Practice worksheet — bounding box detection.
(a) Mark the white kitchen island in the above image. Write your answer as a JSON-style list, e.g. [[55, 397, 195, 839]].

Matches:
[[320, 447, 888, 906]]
---
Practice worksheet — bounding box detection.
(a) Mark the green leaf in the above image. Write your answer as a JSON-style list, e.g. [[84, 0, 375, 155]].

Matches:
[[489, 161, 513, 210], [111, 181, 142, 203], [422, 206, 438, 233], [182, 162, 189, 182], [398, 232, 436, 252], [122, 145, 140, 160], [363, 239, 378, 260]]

What is asked: From the items above, pull out each line that contains the word "answer" and list those lines unchanged.

Result of the task:
(a) Mark the white kitchen island in the above image. Write your answer as a JSON-style list, e.g. [[55, 397, 195, 839]].
(a) Mark the green leaf in the above image. Write your answer as a JSON-style list, e.g. [[84, 0, 375, 155]].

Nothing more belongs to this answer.